> QUOTED PASSAGE
Segment Open

Sunday, February 1, 2015

Too many ifs, ands or buts....

 
 


"For us control freaks, the uncertainty of life is maddening. Our control over life is one battle we cannot win..."



Life so they say. It can be short, it can be long, it can be fun, it can be sad. But this thing we hold on to and cherish is anything but certain. In fact, it can be downright uncertain. As much as we would like our lives to go on indefinitely, death can come a knocking at any time. For any reason. The grim reaper, whose arrival is seldom forecasted, almost always uninvited, and most of the time, unwanted.

Early this past November, we attended a care conference for my Father-in-law. He was in a transitional care facility and on a path to return to his assisted living residence in the near future. In fact, he was doing so well, the meeting often bordered on jocularity. We started talking about the "big blowout" birthday party we would be having on this 91st birthday in mid-December. He was all up for another big party like we had on his 90th. We left for a short vacation up on the North Shore. It was all good and we knew my wife's Father was on the mend and would be going home soon. He did still have a bit of pneumonia, but the medical people at the care center thought they were way on top of it. Turns out they were wrong.

Less than a week after the care conference, my Father-in-law died. Towards the end of our short vacation, we got the call he had taken a turn for the worse and was doing poorly. We left at first light to make it back from the North Shore as soon as we possibly could. It was not soon enough. Nobody, not the family, not the medical professionals, not my Father-in-law, knew the end was that close. But it was. Life just has too many ifs, ands, or buts.

A week ago last Wednesday we were visiting my Mother. She was very sharp and in good humor. We were already talking about when the weather gets a bit nicer, we would again be sitting out in the courtyard. We also talked about her upcoming birthday in May. Another big "blow out" party like we had on her 96th was on the docket. A week ago today, we went up to visit her again. She had a bit of a cough, but no temperature, and the staff was keeping an eye on it. We showed her a picture (blown up) of her new great grandson. I decided if she had a cold, I might delay my normal Wednesday visit to Thursday. To everyone's surprise, Mother died in her sleep on Wednesday. 

Regardless of their ripe old age, both my Mother and my Father-in-law were not on "death's door". If we had known they were close, we would have been by their side, 24x7. But we did not know. It was yet another reminder of the fragility of life. The temporary condition of life. And yet we put so much stock in this life.

Segment Closed

> PROVIDED INFORMATION
Segment Open

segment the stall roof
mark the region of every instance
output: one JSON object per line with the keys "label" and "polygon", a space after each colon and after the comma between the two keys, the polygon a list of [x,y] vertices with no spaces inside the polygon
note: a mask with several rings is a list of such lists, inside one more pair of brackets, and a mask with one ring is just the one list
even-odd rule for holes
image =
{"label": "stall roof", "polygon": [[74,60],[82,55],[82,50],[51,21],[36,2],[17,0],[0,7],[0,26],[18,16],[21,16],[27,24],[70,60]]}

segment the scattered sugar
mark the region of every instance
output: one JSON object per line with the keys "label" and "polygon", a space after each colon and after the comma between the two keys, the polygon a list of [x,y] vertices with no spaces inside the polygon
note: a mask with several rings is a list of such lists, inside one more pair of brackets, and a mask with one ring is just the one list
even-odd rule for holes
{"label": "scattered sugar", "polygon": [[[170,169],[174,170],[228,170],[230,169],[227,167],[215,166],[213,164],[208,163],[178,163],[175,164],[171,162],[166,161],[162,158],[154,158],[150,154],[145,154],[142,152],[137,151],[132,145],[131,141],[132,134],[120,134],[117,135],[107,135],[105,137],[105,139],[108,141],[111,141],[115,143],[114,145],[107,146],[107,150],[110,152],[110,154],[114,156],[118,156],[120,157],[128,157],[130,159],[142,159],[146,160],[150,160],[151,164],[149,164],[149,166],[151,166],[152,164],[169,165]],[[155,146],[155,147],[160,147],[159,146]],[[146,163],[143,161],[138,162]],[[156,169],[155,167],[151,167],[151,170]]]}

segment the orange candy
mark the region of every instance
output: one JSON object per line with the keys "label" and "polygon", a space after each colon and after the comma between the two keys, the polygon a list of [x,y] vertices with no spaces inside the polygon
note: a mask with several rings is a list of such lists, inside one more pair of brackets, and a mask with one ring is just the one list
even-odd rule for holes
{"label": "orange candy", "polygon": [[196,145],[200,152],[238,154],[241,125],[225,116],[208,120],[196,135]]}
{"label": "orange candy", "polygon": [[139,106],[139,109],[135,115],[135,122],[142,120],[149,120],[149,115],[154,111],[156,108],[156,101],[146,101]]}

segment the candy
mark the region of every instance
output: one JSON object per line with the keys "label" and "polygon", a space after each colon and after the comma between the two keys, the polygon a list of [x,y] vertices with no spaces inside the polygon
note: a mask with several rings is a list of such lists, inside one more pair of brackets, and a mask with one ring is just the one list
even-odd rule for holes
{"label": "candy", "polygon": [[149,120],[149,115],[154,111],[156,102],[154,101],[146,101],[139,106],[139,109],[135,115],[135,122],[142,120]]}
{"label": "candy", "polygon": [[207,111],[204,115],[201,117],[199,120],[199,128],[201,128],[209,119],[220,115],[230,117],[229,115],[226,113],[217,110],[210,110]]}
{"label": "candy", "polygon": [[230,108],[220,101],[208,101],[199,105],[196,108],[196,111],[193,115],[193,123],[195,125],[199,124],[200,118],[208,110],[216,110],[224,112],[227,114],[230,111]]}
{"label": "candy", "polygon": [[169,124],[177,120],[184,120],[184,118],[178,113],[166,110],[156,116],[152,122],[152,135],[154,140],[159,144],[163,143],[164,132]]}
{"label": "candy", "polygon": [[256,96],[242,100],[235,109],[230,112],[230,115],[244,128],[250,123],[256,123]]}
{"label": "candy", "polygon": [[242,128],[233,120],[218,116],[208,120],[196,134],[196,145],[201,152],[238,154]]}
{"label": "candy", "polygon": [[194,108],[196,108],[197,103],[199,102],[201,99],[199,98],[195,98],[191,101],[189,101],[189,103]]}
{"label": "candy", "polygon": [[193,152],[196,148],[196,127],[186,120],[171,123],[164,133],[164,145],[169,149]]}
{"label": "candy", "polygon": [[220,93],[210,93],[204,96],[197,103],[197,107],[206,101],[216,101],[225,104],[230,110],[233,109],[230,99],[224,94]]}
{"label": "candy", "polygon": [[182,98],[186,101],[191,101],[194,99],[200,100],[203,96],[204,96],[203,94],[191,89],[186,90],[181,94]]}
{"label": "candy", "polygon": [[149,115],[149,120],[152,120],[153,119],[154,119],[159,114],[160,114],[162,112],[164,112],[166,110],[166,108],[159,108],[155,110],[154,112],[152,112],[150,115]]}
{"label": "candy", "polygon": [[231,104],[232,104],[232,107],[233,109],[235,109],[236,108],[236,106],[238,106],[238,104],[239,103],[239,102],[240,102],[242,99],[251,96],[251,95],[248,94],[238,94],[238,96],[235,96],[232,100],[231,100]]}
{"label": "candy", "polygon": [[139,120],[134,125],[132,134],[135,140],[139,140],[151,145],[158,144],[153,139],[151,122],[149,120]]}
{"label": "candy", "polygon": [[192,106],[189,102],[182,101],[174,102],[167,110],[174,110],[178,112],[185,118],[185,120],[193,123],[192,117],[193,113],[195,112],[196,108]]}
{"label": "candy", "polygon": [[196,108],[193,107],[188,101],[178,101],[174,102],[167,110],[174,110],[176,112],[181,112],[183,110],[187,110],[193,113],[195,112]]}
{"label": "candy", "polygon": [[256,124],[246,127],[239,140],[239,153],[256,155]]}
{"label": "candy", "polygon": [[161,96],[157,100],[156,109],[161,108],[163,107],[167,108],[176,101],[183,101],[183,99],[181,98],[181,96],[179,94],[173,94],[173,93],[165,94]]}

Segment Closed

> WORK ITEM
According to the blog post on the uncertainty of life, how soon after the care conference did the writer's father-in-law die?

> RESPONSE
Less than a week after the care conference.